PROBLEM STATEMENT >>
Please copy out all the data below line for line, without the pictures.

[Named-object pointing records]

-----

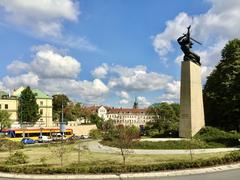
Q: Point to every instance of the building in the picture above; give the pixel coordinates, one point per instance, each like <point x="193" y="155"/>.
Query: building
<point x="126" y="116"/>
<point x="10" y="104"/>
<point x="45" y="106"/>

-----

COMPLETED EXERCISE >>
Q: Point to every instance of the building in the picture above; give the pixel coordinates, one point per instance, each like <point x="193" y="155"/>.
Query: building
<point x="126" y="116"/>
<point x="10" y="104"/>
<point x="45" y="106"/>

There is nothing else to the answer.